● PROVIDED PASSAGE
Helping ChatGPT better recognize context in sensitive conversations
Key Points
- safety summaries capture cross-conversation risk
- safe-response rates improved up to ~52%
- summaries are ephemeral, narrow, and expert-informed
Summary
OpenAI updated ChatGPT to better detect emerging safety risks that develop over the course of a conversation or across multiple conversations. The system now creates narrowly scoped, short "safety summaries" (generated by a safety-reasoning model) to capture prior safety-relevant context for a limited time and use them only when directly relevant to serious high-risk scenarios (suicide, self-harm, harm-to-others). The models were retrained and evaluated with input from mental-health experts; internal tests show substantial improvements in safe responses without meaningful degradation in everyday conversations.
Key Points
- Safety summaries: short, factual notes produced by a dedicated safety-reasoning model, retained only briefly and used solely for serious safety concerns (not long-term personalization).
- Behavioral change: models use earlier context to escalate caution, de-escalate, refuse harmful details, or redirect toward safer alternatives when risk signals accumulate.
- Expert-informed design: developed with psychiatrists and psychologists to set creation triggers, context window, and retention.
- Measured gains: single-conversation safe-response improved ~50% for suicide/self-harm and ~16% for harm-to-others; on GPT-5.5 Instant cross-conversation gains were ~39% (suicide/self-harm) and ~52% (harm-to-others).
- Safety-summary quality: >4,000 evaluations—safety relevance 4.93/5, factuality 4.34/5.
- Engineering implications: implement narrow scope and short retention for these summaries, add monitoring and evaluation across model updates, ensure privacy safeguards, and test that benign-user experience remains unaffected.

● SUPPLIED DATA
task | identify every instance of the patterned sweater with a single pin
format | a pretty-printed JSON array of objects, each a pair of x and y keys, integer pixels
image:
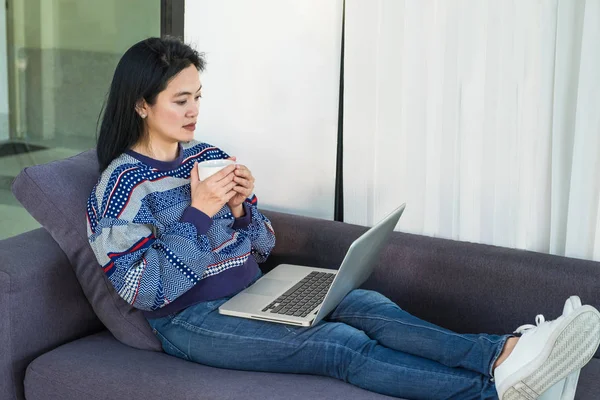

● WHAT YOU SHOULD DO
Reproduce the text on ChatGPT safety summaries between "Helping ChatGPT better" and "in everyday conversations.", inclusive.

● OUTPUT BELOW
Helping ChatGPT better recognize context in sensitive conversations
Key Points
- safety summaries capture cross-conversation risk
- safe-response rates improved up to ~52%
- summaries are ephemeral, narrow, and expert-informed
Summary
OpenAI updated ChatGPT to better detect emerging safety risks that develop over the course of a conversation or across multiple conversations. The system now creates narrowly scoped, short "safety summaries" (generated by a safety-reasoning model) to capture prior safety-relevant context for a limited time and use them only when directly relevant to serious high-risk scenarios (suicide, self-harm, harm-to-others). The models were retrained and evaluated with input from mental-health experts; internal tests show substantial improvements in safe responses without meaningful degradation in everyday conversations.